Consigne A →
Dites si chacune des affirmations suivantes concorde avec le récit ci-dessous, en répondant par oui ou par non et en citant à l'identique les mots du récit qui tranchent. (i) Une voiture est louée pour se rendre en Cappadoce. (ii) La consigne de l'aéroport coûte moins de 100 euros pour la semaine. (iii) La gare routière d'Ankara compte plus de 100 quais.

Extrait fourni →
▽

Le lendemain, la météo est de nouveau aux chutes de neiges importantes, je ne pars pas, je reste à Bolu et me promène en ville et au marché. Le huitième jour, je prends le bus vers Ankara assez tôt le matin, j'ai pris la précaution de faire réserver un hôtel par téléphone depuis Bolu. L'arrivée à la gare routière d'Ankara est impressionnante par les dimensions de l'édifice, plus de 100 quais! J'y déniche difficilement un plan de ville qui va me permettre de m'orienter sans trop de difficultés à l'aide du GPS. J'entame les 10 km les plus fous de ma carrière, la circulation est très dense, rapide en certains endroits, mais surtout Ankara est une agression auditive et olfactive permanente. Les moteurs et klaxons font un bruit à rendre dingue. Je progresse lentement, sur le trottoir quand c'est possible. J'arrive finalement vidé à l'hôtel et me contente d'une petite balade au marché pour conclure la journée.

Au programme de ma dernière journée en solitaire, la visite du musée des civilisations anatoliennes (une des rares choses intéressantes à voir dans la ville selon mon guide) et balade dans la ville et les commerces. En début de soirée, je conduis Grimp'tout à la consigne de l'aéroport pour une semaine, les tarifs sont exorbitants, près de 150 Euros pour 7 jours! J'attends ensuite Valérie et Hadrien qui atterrissent vers 23h avec un peu de retard.
Le lendemain, je négocie à l'hôtel la possibilité de laisser mon vélo dans l'établissement en réservantune chambre pour la dernière nuit. Je vais récupérer Grimp'tout à la consigne et le ramène en ville. Ensuite, nous décidons de louer une voiture et de prendre la direction de la Cappadoce, que nous découvrons en famille avec beaucoup de plaisir pendant quelques jours. La région offre un grand éventail de possibilités, tant en promenades qu'en visites culturelles, l'idéal avec Hadrien qui prend plaisir à grimper partout pour découvrir les nombreux vestiges d'églises et d'habitations troglodytes...
 
Il y a quelques années, j'aurais probablement considéré ce voyage comme un échec, j'ai pédalé tellement peu. Mais, en fait, il n'en est rien, j'ai commencé à découvrir un nouveau pays, culturellement plus éloigné de ceux que jusque là je connaissais un peu, un nouveau continent aussi. Mon sous-entraînement et les conditions météorologiques ne m'ont pas permis d'en faire autant que je l'avais rêvé. Qu'importe!
La Turquie est un pays fascinant, au carrefour de l'occident et de l'orient depuis la nuit des temps, elle porte en elle les traces de toutes les civilisations qui l'ont traversée. Souvent surprenante, elle est aussi parfois contradictoire et j'ai l'impression que ce que j'en ai appris pendant ces deux semaines me permettra de l'appréhender mieux quand j'y retournerai.

△

[Annotations des contours d'objets]
▽

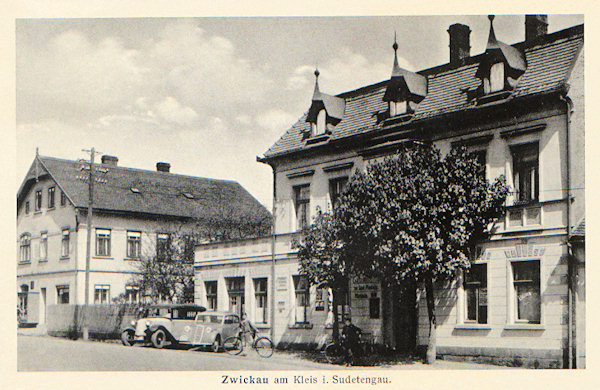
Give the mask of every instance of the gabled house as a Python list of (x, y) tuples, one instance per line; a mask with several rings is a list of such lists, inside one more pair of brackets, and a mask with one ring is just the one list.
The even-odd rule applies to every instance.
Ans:
[[(486, 50), (471, 56), (469, 27), (454, 24), (449, 62), (418, 72), (398, 66), (394, 43), (388, 80), (335, 96), (315, 72), (309, 111), (258, 159), (273, 169), (274, 236), (198, 246), (198, 303), (247, 311), (280, 346), (322, 344), (331, 297), (300, 276), (293, 238), (371, 161), (412, 142), (442, 153), (464, 145), (512, 192), (471, 272), (437, 286), (438, 356), (584, 366), (585, 254), (572, 234), (585, 211), (583, 25), (548, 34), (546, 15), (525, 25), (525, 40), (509, 45), (490, 17)], [(428, 342), (423, 295), (395, 299), (355, 280), (338, 313), (378, 343), (418, 349)]]
[[(234, 181), (94, 164), (90, 304), (120, 297), (138, 302), (131, 285), (144, 256), (175, 232), (205, 241), (262, 235), (271, 215)], [(44, 323), (49, 304), (83, 304), (89, 163), (36, 155), (17, 194), (17, 283), (22, 320)], [(191, 249), (193, 251), (193, 248)]]

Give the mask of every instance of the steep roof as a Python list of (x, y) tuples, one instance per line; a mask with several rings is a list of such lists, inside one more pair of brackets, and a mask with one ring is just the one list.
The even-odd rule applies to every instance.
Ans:
[[(37, 165), (37, 166), (36, 166)], [(89, 165), (89, 164), (87, 164)], [(48, 174), (75, 207), (87, 207), (86, 164), (53, 157), (36, 157), (19, 189), (20, 204), (36, 176)], [(269, 211), (239, 183), (168, 172), (94, 164), (94, 208), (178, 218), (270, 218)]]
[[(518, 48), (525, 54), (527, 63), (527, 69), (519, 77), (512, 98), (552, 92), (564, 87), (582, 45), (583, 25), (579, 25), (548, 34), (531, 47), (523, 42), (510, 46), (512, 49), (507, 50), (507, 53)], [(512, 57), (510, 54), (509, 56)], [(446, 64), (418, 72), (427, 77), (428, 90), (410, 122), (477, 109), (476, 102), (467, 92), (475, 90), (481, 84), (475, 73), (483, 58), (483, 54), (471, 57), (466, 65), (459, 68)], [(386, 80), (336, 95), (345, 99), (346, 108), (344, 117), (335, 126), (327, 142), (382, 128), (383, 122), (379, 116), (387, 109), (387, 104), (383, 101), (387, 85)], [(310, 131), (310, 125), (305, 120), (306, 114), (265, 152), (265, 158), (304, 149), (306, 137), (303, 134)]]

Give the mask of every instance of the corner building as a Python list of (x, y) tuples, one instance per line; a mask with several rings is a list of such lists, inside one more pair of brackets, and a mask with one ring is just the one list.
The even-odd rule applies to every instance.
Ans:
[[(280, 347), (322, 345), (331, 297), (299, 276), (292, 240), (370, 162), (412, 142), (464, 145), (512, 192), (471, 271), (436, 287), (438, 358), (585, 367), (583, 25), (525, 25), (523, 42), (505, 44), (490, 16), (486, 50), (471, 56), (469, 27), (454, 24), (449, 62), (419, 72), (398, 66), (394, 43), (389, 80), (336, 96), (315, 71), (307, 113), (259, 158), (273, 169), (275, 234), (197, 247), (198, 303), (247, 312)], [(354, 280), (342, 303), (340, 318), (378, 343), (428, 342), (420, 288)]]

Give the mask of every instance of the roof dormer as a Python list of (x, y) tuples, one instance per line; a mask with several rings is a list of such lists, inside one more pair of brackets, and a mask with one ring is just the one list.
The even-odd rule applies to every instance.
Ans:
[[(489, 15), (490, 34), (475, 76), (481, 79), (480, 96), (508, 96), (527, 69), (525, 55), (516, 47), (496, 39), (494, 15)], [(486, 99), (487, 100), (487, 99)]]
[(402, 69), (398, 65), (398, 43), (394, 35), (394, 65), (383, 101), (388, 102), (389, 117), (403, 116), (414, 112), (415, 106), (427, 95), (427, 78)]
[(332, 128), (342, 120), (346, 108), (344, 99), (319, 90), (319, 74), (319, 70), (315, 69), (315, 90), (306, 116), (313, 137), (331, 133)]

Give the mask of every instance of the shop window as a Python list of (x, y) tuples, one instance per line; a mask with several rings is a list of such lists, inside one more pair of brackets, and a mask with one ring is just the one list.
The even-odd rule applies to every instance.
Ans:
[(307, 312), (309, 306), (308, 279), (306, 276), (294, 275), (294, 290), (296, 297), (295, 322), (305, 324), (308, 322)]
[(63, 229), (62, 240), (61, 240), (61, 250), (60, 250), (61, 257), (69, 256), (70, 241), (71, 241), (71, 232), (69, 231), (69, 229)]
[(21, 236), (19, 261), (21, 263), (28, 263), (31, 261), (31, 235), (28, 233)]
[(296, 227), (298, 230), (308, 226), (310, 217), (310, 185), (294, 187), (296, 203)]
[(208, 310), (217, 310), (217, 281), (204, 282), (206, 306)]
[(59, 305), (69, 304), (69, 286), (56, 286), (56, 303)]
[(96, 256), (110, 256), (110, 229), (96, 229)]
[(465, 272), (465, 322), (487, 324), (487, 264), (471, 264)]
[(512, 263), (515, 319), (517, 322), (539, 324), (541, 320), (540, 262)]
[(511, 147), (513, 159), (513, 186), (517, 203), (530, 203), (539, 195), (538, 143)]
[(106, 305), (110, 300), (110, 286), (108, 284), (96, 284), (94, 286), (94, 304)]
[(54, 208), (54, 194), (56, 193), (55, 187), (48, 188), (48, 208)]
[(267, 278), (254, 279), (256, 310), (254, 320), (258, 324), (267, 323)]
[(48, 260), (48, 233), (40, 234), (40, 261)]
[(347, 176), (329, 180), (329, 197), (331, 198), (331, 206), (333, 208), (335, 208), (337, 201), (344, 192), (347, 184)]
[(127, 257), (130, 259), (139, 259), (142, 255), (142, 233), (127, 232)]

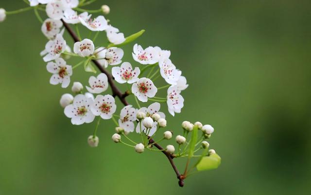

△

Consigne B →
Renvoyez à l'identique, s'il vous plaît, le passage des enregistrements qui va de la ligne contenant « Give the mask of every instance of the shop » jusqu'à celle contenant « 235), (28, 233)] », ces deux lignes comprises.

Réponse A →
(i) Oui : « nous décidons de louer une voiture et de prendre la direction de la Cappadoce ».
(ii) Non : « les tarifs sont exorbitants, près de 150 Euros pour 7 jours! ».
(iii) Oui : « plus de 100 quais! ».

Réponse B →
Give the mask of every instance of the shop window as a Python list of (x, y) tuples, one instance per line; a mask with several rings is a list of such lists, inside one more pair of brackets, and a mask with one ring is just the one list.
The even-odd rule applies to every instance.
Ans:
[(307, 312), (309, 306), (308, 279), (306, 276), (294, 275), (294, 290), (296, 297), (295, 322), (305, 324), (308, 322)]
[(63, 229), (62, 240), (61, 240), (61, 250), (60, 250), (61, 257), (69, 256), (70, 241), (71, 241), (71, 232), (69, 231), (69, 229)]
[(21, 236), (19, 261), (21, 263), (28, 263), (31, 261), (31, 235), (28, 233)]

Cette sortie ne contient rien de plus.